Wastewater - Past, Present, and Future
Wastewater treatment hasn't always been modern or effective. A little over a century ago, wastewater in Kalamazoo was sent directly to the Kalamazoo River or its tributaries. Around the world, sending raw, untreated sewage to rivers is still a common practice. Such unsafe practices result in polluted rivers, diseases such as Cholera, Typhoid, Dysentery, Polio and Hepatitis, and destruction of plants and animals.
In 1881, the Village of Kalamazoo acknowledged the need to control its wastewater by constructing a separate collection system for sanitary sewage. However, because populations were small and manufacturing caused little environmental damage, there was little need to treat wastewater until several decades later. In 1955, Kalamazoo built its first wastewater treatment plant. This plant processed 12 million gallons of wastewater per day using a simple process of solids removal through settling.
Public concerns about environmental degradation in the 1960s resulted in increasingly stringent effluent requirements. During the 1960s, the citizens of Kalamazoo and the industrial community began a partnership to improve sewage treatment capabilities for residents of Kalamazoo County. Advanced treatment facilities for removal of dissolved solids began operation in 1967. Improved facilities for processing biosolids - solids removed from the wastewater - became operational in June 1971.
With the passage of the Clean Water Act in 1972, Congress made a commitment to restore the nations water resources. Projections indicated that effluent requirements would become more restrictive and sanitary service needs of communities would increase. Again, the citizens of Kalamazoo worked with the environmental and industrial communities, this time conducting pilot studies to determine the most cost-effective means of meeting current and future requirements. With federal assistance, the community embarked on a long series of construction projects to upgrade the Kalamazoo plant. This development was completed in 1987.
The City of Kalamazoo Water Reclamation Plant (KWRP) currently provides treatment services to more than 180,000 residents in 18 Kalamazoo area municipal jurisdictions. Additionally, the KWRP maintains a septage receiving station for solids disposal for the remaining residents who are not connected directly to the collection system.
The KWRP uses an innovative treatment system to treat a variety of pollutants in concentrations that most other plants cannot. The plant incorporates powdered activated carbon treatment (PACT) into its secondary process. With a PACT process, the plant treats wastewater from a variety of industries without the need for pretreatment.
The KWRP currently receives more than 50% of its wastewater from industrial sources. Manufacturers that produce pharmaceuticals, organic chemicals, spices and food additives, as well as projects associated from groundwater clean-up and remediation of contaminated groundwater directly benefit from the PACT process. By providing these businesses with state-of-the-art, unique wastewater treatment, the KWRP helps the community attract and retain employers who offer opportunities to skilled and educated residents.
To perform treatability studies on process changes and high-strength waste streams from prospective industrial users the KWRP build a pilot plant in 1995. The Pilot Plant offers a dual train biological PACT system with tertiary sand filtration. In the Pilot Plant, operators can test waste streams, chemicals and plant modifications without placing the environment at risk. Since becoming operational in February 1996, Pilot Plant studies led to operation changes in the KWRP that yielded over $500,000 in savings (as of July 1, 1997), with more on the horizon.
The Pilot Plant has a greater purpose than improving operations at the KWRP. Wastewater research is generally theoretical; but research performed in the Pilot Plant is practical. The Pilot Plant staff eagerly look for opportunities to experiment and perform research on the activated sludge process.
The Pilot Plant is also a key economic development tool. Area manufacturers hoping to develop new processes, or companies who may wish to locate in Kalamazoo need to know that their waste discharge is treatable without extreme and expensive pretreatment. The Pilot Plant can help these companies in their planning stages.
As wastewater treatment becomes more sophisticated, Kalamazoo hopes to remain at the forefront of development through its Pilot Plant.

Directions |
**A)** In the Kalamazoo wastewater history, reproduce word for word the part that opens with the words containing "The City of" and closes with "need for pretreatment.".
**B)** According to the Kalamazoo wastewater history, in what year did Kalamazoo build its first wastewater treatment plant?

Provided data |
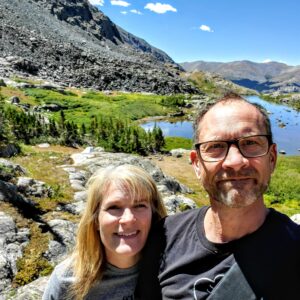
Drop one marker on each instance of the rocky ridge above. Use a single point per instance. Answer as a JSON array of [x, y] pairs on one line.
[[263, 77], [20, 191], [73, 43]]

Responses for each task |
**A)**
The City of Kalamazoo Water Reclamation Plant (KWRP) currently provides treatment services to more than 180,000 residents in 18 Kalamazoo area municipal jurisdictions. Additionally, the KWRP maintains a septage receiving station for solids disposal for the remaining residents who are not connected directly to the collection system.
The KWRP uses an innovative treatment system to treat a variety of pollutants in concentrations that most other plants cannot. The plant incorporates powdered activated carbon treatment (PACT) into its secondary process. With a PACT process, the plant treats wastewater from a variety of industries without the need for pretreatment.

**B)** 1955